**Petunjuk Latihan:**
- A) Salin kata demi kata bagian teks tentang hari buku dan budaya baca dari "Dan ia juga" sampai "malah semakin menurun.".
- B) Sebutkan semua hari peringatan beserta tanggalnya yang tercantum dalam teks tentang hari buku dan budaya baca.
- C) Terjemahkan kalimat dari teks tentang hari buku dan budaya baca ini ke dalam bahasa Inggris: "Tahun 2012 Organisation for Economic Co-operation and Development (OECD) merilis hasil surveinya bahwa Indonesia berada di peringkat paling bawah dalam minat baca di kawasan Asia Timur."

**Teks Dokumen:**
········

Hari-hari Buku dan Budaya Baca
Hari-hari Buku dan Budaya Baca.
Dunia Perpustakaan | Paling tidak ada empat hari dalam setahun kita diingatkan tentang buku dan budaya membaca, dan untuk tahun ini 2016 telah berlalu, yaitu; Hari Buku Anak Sedunia 2 April, Hari Buku Internasional 23 April, dan Hari Buku Nasional pada 17 Mei. Sementara satu lagi kita diingatkan kembali pada 8 September kemarin sebagai Hari Aksara Internasional.
Terlepas bahwa setiap penentuan hari itu ada sejarahnya atau awal mula kenapa ditetapkannya maka kita tentu bersyukur adanya beberapa hari dalam setahun yang mengingatkan kita pada pentingnya buku dan budaya membaca. Sehingga tiap kali kita terlalaikan oleh berbagai kesibukan maka hari-hari buku itu mengembalikan kita pada hal asasi yang tidak boleh terlupakan.
Dan ia juga menjadi timing (waktu) untuk mengevaluasi kembali pencapaian naik turunnya budaya membaca kita dari tahun ke tahun. Apakah budaya membaca di negeri ini kian meningkat, tetap atau malah semakin menurun.
Tahun 2012 Organisation for Economic Co-operation and Development (OECD) merilis hasil surveinya bahwa Indonesia berada di peringkat paling bawah dalam minat baca di kawasan Asia Timur. Demikian pula dengan survei UNESCO di tahun yang sama menyatakan bahwa minat baca masyarakat Indonesia 1 banding 1000.
Ia menyebutkan bahwa rata-rata masyarakat kita hanya menyelesaikan 1 buku dalam setahun. Sementara masyarakat Jepang 10 hingga 15 buku, dan Amerika Serikat 20 hingga 30 buku yang mereka baca di setiap tahunnya.

········

**Kumpulan Data:**
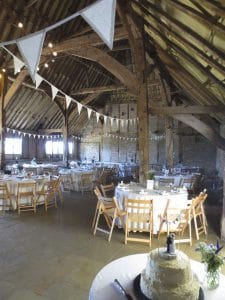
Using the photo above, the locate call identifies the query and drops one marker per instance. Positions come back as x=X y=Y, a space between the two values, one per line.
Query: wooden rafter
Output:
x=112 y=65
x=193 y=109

········

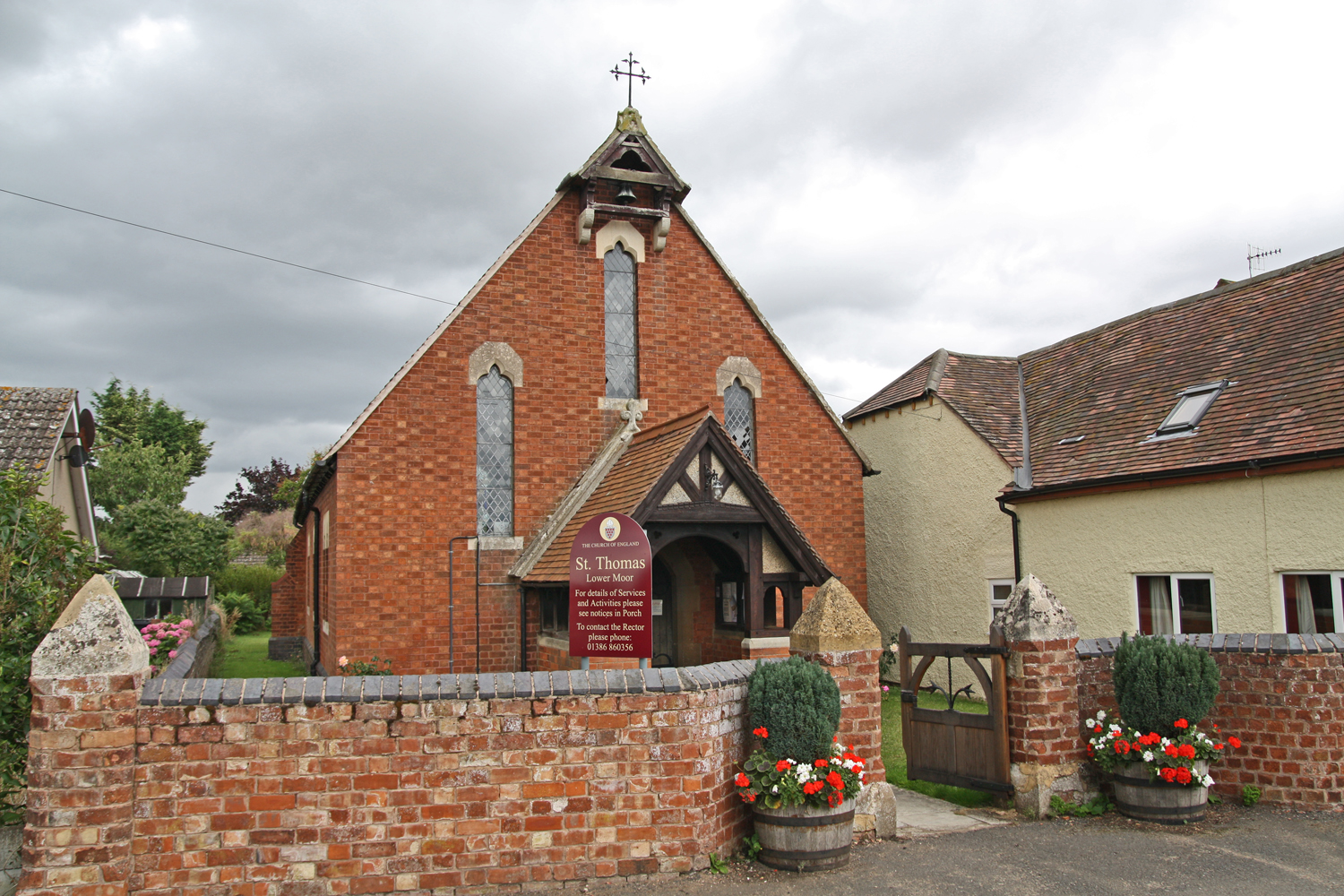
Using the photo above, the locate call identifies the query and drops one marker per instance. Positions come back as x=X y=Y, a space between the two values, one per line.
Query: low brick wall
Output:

········

**Pembahasan Jawaban:**
- A)
Dan ia juga menjadi timing (waktu) untuk mengevaluasi kembali pencapaian naik turunnya budaya membaca kita dari tahun ke tahun. Apakah budaya membaca di negeri ini kian meningkat, tetap atau malah semakin menurun.

- B)
- Hari Buku Anak Sedunia, 2 April
- Hari Buku Internasional, 23 April
- Hari Buku Nasional, 17 Mei
- Hari Aksara Internasional, 8 September

- C) In 2012 the Organisation for Economic Co-operation and Development (OECD) released the results of its survey showing that Indonesia ranked lowest in reading interest in the East Asia region.